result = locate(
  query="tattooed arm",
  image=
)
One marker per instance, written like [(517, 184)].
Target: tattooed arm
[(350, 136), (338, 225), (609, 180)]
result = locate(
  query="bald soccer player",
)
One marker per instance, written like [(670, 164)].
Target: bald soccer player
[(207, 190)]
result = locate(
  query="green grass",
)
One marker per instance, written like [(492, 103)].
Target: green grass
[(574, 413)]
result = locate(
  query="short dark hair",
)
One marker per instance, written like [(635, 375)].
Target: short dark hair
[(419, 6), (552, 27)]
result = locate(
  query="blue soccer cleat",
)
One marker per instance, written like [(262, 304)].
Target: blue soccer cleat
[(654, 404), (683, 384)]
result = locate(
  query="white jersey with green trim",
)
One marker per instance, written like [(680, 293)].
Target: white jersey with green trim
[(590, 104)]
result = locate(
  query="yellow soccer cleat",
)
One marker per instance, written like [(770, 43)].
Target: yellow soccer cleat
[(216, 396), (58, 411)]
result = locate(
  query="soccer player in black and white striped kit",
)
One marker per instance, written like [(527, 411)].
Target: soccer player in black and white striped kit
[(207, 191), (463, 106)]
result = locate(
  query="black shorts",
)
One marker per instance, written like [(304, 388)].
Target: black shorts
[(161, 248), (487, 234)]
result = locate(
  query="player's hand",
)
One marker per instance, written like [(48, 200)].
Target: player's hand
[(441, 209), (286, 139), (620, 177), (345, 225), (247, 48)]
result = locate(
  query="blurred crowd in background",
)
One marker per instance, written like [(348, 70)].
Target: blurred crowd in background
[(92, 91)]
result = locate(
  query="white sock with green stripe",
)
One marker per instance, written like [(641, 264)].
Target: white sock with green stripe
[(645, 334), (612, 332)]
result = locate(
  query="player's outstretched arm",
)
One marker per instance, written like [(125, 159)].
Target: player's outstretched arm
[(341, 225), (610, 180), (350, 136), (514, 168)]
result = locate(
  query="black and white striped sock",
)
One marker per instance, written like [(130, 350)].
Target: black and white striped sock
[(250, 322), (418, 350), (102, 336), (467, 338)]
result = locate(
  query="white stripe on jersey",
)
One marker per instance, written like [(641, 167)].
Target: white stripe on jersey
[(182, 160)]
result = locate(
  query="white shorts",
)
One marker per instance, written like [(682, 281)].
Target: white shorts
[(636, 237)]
━━━━━━━━
Problem description: Copy the lines above word for word, from the very first one through the line that holds "[(216, 396), (58, 411)]", including that line.

Expected answer:
result = locate(
  query="tattooed arm",
  image=
)
One marker per instance, written like [(517, 184)].
Target: tattooed arm
[(350, 136), (338, 225), (609, 180)]
result = locate(
  query="bald soccer player",
)
One marker per instance, written like [(670, 164)].
Target: bald soccer player
[(207, 190)]
result = locate(
  query="green grass",
)
One marker per instance, written like [(492, 103)].
Target: green grass
[(574, 413)]
result = locate(
  query="short dark hair",
)
One marker per instance, written like [(635, 375)].
Target: short dark hair
[(419, 6), (552, 27)]
result = locate(
  query="blue soccer cleat",
)
One marker per instance, written like [(262, 304)].
Target: blue soccer cleat
[(654, 404), (683, 384)]
result = locate(
  query="white jersey with green trim",
)
One marker per instance, written like [(680, 293)].
Target: white jersey with green trim
[(590, 104)]
result = locate(
  query="yellow soccer cleat",
)
One marker per instance, written like [(770, 43)].
Target: yellow soccer cleat
[(216, 396), (58, 411)]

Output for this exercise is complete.